Pull out every line of the material below that contains the string "helmet", and copy each of those lines in full.
※ ※ ※
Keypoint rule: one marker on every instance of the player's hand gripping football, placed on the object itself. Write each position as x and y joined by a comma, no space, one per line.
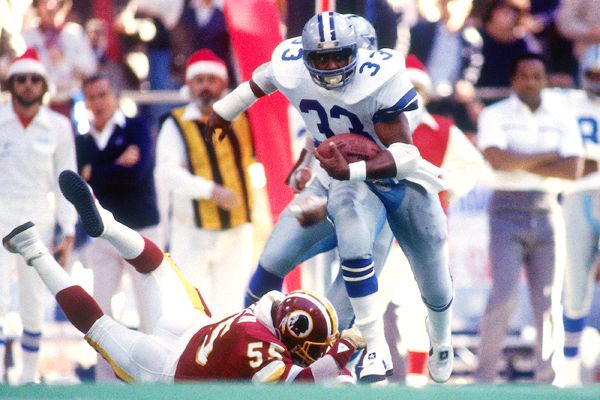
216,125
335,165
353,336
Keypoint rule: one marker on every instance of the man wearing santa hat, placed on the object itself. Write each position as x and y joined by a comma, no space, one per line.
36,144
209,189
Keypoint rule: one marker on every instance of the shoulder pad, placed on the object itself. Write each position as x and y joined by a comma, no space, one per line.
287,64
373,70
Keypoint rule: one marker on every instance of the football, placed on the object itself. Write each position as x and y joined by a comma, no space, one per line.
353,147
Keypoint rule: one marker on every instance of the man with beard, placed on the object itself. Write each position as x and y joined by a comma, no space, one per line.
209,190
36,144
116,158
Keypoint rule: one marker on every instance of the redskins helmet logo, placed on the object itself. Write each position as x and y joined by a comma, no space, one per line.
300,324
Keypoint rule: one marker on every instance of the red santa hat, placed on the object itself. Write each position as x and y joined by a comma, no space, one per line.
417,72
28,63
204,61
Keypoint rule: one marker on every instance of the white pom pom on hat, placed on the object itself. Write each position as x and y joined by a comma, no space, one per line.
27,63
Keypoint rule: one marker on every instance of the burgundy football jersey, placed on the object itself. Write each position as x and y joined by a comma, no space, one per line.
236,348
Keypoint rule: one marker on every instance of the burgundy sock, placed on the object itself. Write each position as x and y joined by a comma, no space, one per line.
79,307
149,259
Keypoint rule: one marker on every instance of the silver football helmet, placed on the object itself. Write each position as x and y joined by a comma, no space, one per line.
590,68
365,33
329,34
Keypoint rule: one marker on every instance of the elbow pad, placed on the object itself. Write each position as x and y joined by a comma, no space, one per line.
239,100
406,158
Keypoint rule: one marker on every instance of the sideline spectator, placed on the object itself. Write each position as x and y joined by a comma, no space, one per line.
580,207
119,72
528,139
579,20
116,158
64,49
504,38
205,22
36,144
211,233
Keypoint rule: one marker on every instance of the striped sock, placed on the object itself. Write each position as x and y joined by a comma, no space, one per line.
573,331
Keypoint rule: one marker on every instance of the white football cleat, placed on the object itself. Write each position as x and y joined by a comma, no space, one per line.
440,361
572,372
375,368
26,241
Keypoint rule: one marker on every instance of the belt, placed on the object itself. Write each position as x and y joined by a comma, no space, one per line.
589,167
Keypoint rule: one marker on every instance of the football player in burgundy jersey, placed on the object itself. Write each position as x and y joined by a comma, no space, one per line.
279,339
※ ※ ※
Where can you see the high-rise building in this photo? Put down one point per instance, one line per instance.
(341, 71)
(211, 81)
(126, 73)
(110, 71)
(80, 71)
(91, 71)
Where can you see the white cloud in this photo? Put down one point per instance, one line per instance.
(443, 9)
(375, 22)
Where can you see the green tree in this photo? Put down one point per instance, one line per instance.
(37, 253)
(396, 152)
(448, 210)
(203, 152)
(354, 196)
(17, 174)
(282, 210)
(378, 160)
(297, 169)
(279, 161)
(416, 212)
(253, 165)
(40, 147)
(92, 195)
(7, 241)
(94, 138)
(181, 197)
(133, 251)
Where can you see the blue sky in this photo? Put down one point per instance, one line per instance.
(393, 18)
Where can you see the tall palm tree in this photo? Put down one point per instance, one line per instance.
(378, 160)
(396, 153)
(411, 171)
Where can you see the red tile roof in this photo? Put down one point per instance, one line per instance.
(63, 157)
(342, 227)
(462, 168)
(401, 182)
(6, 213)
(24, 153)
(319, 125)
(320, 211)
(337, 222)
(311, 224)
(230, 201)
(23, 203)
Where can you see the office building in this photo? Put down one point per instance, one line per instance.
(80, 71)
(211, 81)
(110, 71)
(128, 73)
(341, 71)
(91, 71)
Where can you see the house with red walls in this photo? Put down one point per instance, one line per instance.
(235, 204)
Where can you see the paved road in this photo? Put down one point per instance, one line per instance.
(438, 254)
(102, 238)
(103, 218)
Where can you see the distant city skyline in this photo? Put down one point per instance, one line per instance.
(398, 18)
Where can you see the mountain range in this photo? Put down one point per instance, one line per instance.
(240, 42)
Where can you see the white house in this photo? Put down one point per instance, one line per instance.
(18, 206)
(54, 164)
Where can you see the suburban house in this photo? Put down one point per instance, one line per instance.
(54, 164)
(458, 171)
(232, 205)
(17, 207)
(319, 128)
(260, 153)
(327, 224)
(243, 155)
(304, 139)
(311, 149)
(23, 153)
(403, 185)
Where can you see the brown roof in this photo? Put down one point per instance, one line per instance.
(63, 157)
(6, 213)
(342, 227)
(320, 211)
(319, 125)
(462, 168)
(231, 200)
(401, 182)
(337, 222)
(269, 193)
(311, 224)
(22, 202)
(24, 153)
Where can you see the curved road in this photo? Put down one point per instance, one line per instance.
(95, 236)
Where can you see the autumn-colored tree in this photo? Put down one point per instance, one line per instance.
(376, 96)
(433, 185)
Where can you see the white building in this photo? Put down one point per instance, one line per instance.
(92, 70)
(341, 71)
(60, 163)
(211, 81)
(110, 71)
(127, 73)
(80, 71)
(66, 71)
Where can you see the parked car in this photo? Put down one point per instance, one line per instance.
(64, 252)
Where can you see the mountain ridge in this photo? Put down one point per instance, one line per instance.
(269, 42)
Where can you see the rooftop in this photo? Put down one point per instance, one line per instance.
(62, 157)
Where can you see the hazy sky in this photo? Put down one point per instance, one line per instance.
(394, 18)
※ ※ ※
OUTPUT:
Keypoint rule: one marker on every instance of the redskins helmet logo, placed on the object itself. Write each position as x and y joined by a comma, no space, one per line.
Keypoint rule: one marker on every instance of the silver football helmet, placed on the object itself. Write each position as x and y joined by a comma, no space, one per line.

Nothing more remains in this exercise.